### What to work on
(1) In the Ball x Pit review below, what status effect does the Warrior's starting ball impart?
(2) Reproduce verbatim the part of the Ball x Pit review below that opens with the words containing "There are special" and closes with "powers even further.".
[Passage start]
The actual gameplay seems straightforward on the surface, too: Your character, or characters, march up the playfield firing bouncing balls at wave after wave of enemies. The balls are weaponized, the enemies are crushed under the onslaught, and eventually you get to a given level’s unique boss. That’s the basic loop, but the operative word there is “basic.” Because, friends, Ball x Pit is much more complex. For starters, there are different kinds of balls to fire. For example, your initial character, the Warrior, starts with a special ball that imparts a “bleed” status effect that stacks up to cause extra damage on successive hits. As you defeat enemies, you’ll also pick up gems in order to level up, which then gives you a choice of balls and other power-ups to use during that specific run.

There are special balls with status effects or area-of-effect damage, balls that spawn more “baby balls” (weird), and loads of other options. Then there are buffs, passive effects, defensive boosts, and even allies who’ll join you in the march forward, dealing out damage or even health. Some of the power ups are much better than others. The Earthquake ball, for example, deals damage around the enemy it hits and, like most of the AOE balls, becomes incredibly powerful when fully upgraded. Others, like the Wretched Onion, kind of suck. Part of the fun is finding out which upgrades work best in any given level, as well as discovering what happens when you combine certain balls with Fusions and Evolutions that mix or modify their powers even further.

When you’re fully powered up and the RNG gods have held you in their favor, it’s a beautiful bloodbath.

Fusions can simply save you a slot by mashing two effects onto a single ball, but specific combos instead get the chance to evolve into a new power. For example, fusing the Horizontal Laser with the Vertical Laser creates my personal favorite, the Holy Laser. It shoots beams of pure fiery death vertically and horizontally on hit while also dealing AOE damage, which is as useful much as it just rules.

It’s cool that fusing balls both scales the damage you are dealing and gives you room to add even more. It’s hard to keep track of all the possibilities, but there’s an in-game encyclopedia that shows you the combos you’ve unlocked. I’m more than 30 hours in and I still have fusions I haven’t found yet, which I find pretty damn exciting.

Honestly, the laser balls in any configuration do a crap-ton of damage, searing rows and columns, sometimes adding stackable status effects like radiation while also doing normal, hot laser damage. When you’re fully powered up and the RNG gods have held you in their favor, it’s a beautiful bloodbath. Lasers and explosions and effects are going off constantly, and the damage counters fill the screen as entire rows of enemies evaporate into experience gems, as well as gold you’ll spend back in your town between runs.
[Passage end]
[Data extract start]
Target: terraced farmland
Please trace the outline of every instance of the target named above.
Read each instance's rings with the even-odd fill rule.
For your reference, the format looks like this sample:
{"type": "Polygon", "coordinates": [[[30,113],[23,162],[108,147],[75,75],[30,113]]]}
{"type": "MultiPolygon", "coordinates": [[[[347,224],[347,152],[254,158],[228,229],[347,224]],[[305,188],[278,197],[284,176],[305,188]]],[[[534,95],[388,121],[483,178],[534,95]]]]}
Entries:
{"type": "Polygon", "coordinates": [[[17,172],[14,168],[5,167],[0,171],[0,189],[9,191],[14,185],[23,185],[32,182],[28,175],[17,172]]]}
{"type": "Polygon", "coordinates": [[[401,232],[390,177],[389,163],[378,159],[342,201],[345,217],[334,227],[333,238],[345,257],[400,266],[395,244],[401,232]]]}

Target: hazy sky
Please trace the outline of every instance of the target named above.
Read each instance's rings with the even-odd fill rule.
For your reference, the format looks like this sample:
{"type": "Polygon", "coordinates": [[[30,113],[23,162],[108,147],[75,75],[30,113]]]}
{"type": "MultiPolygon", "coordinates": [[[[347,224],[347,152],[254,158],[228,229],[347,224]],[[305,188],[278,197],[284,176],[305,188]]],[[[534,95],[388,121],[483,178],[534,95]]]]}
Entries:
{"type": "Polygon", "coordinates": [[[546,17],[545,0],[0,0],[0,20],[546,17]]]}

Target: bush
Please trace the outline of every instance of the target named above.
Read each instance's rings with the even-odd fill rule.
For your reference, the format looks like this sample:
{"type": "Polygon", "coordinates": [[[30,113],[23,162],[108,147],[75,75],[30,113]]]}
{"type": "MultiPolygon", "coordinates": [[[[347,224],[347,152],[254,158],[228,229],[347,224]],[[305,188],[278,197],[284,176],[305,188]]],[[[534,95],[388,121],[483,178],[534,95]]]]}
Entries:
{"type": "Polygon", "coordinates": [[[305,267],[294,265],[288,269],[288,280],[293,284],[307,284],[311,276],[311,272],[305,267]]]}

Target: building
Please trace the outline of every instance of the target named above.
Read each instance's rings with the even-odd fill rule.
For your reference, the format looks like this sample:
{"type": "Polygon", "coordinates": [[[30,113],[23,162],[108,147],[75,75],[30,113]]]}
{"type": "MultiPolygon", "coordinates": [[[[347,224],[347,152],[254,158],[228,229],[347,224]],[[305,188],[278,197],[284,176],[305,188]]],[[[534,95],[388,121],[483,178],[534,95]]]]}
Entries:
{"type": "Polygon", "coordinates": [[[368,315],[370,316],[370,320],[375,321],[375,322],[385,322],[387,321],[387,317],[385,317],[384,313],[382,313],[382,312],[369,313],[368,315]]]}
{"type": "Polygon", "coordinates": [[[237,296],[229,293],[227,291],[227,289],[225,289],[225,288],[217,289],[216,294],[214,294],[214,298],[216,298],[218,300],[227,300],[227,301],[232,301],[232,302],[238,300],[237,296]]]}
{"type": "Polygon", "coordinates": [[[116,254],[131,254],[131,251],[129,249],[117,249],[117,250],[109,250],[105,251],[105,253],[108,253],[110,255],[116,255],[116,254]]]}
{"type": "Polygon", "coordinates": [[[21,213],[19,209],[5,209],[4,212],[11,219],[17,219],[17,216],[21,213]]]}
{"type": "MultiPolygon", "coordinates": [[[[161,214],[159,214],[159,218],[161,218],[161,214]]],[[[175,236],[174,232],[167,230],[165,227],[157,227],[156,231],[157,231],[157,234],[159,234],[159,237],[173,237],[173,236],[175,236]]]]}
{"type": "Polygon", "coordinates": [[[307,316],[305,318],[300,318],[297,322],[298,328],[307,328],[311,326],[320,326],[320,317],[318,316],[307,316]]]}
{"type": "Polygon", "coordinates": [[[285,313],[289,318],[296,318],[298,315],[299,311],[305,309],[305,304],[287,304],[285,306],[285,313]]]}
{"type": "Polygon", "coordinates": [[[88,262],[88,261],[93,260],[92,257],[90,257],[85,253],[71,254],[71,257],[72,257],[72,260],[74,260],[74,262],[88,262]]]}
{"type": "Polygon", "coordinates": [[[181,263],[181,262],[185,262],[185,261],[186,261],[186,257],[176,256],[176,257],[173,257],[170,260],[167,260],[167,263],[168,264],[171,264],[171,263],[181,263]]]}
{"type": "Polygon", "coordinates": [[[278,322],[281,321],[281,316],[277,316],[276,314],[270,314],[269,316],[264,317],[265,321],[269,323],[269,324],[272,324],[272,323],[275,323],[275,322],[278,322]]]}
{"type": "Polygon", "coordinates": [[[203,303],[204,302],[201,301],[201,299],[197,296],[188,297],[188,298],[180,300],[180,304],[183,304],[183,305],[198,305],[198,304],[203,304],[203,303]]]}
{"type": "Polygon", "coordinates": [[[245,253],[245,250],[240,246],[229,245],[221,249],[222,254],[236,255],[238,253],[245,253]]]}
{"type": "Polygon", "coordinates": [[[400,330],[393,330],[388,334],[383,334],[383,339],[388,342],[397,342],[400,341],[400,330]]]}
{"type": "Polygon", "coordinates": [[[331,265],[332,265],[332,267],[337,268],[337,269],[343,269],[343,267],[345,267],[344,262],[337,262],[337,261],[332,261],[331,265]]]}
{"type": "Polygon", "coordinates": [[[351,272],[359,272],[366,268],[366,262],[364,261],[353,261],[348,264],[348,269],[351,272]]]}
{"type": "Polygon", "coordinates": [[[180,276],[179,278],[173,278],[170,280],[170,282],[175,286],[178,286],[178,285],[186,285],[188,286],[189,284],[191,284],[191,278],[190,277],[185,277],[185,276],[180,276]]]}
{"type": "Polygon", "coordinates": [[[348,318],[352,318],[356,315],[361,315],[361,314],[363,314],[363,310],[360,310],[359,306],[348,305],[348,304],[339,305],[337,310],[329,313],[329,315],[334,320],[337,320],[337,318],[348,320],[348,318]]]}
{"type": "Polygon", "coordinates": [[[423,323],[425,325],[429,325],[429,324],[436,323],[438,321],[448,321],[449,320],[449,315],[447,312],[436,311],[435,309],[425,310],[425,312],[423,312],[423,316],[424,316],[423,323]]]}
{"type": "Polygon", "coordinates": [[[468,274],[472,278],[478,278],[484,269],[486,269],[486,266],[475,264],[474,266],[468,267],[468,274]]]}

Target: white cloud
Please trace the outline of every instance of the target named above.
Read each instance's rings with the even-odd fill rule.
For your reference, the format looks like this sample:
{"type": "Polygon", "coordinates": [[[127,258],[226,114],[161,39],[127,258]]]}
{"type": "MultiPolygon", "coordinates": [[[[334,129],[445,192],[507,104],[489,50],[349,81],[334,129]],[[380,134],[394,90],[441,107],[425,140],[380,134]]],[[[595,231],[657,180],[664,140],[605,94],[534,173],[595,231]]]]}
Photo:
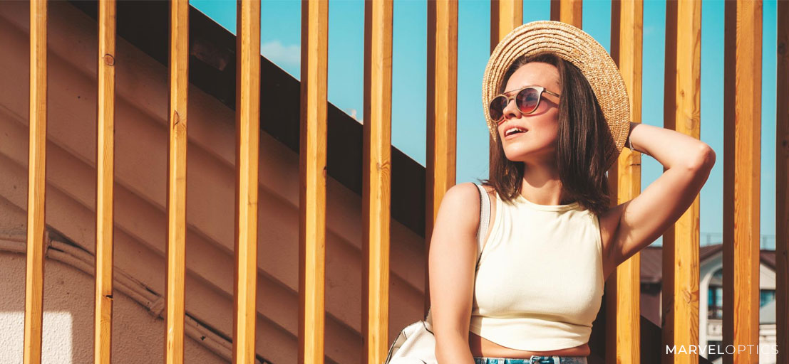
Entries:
[Data extract end]
### Answers for this exercise
(1) A "bleed" status effect that stacks up to cause extra damage on successive hits.

(2)
There are special balls with status effects or area-of-effect damage, balls that spawn more “baby balls” (weird), and loads of other options. Then there are buffs, passive effects, defensive boosts, and even allies who’ll join you in the march forward, dealing out damage or even health. Some of the power ups are much better than others. The Earthquake ball, for example, deals damage around the enemy it hits and, like most of the AOE balls, becomes incredibly powerful when fully upgraded. Others, like the Wretched Onion, kind of suck. Part of the fun is finding out which upgrades work best in any given level, as well as discovering what happens when you combine certain balls with Fusions and Evolutions that mix or modify their powers even further.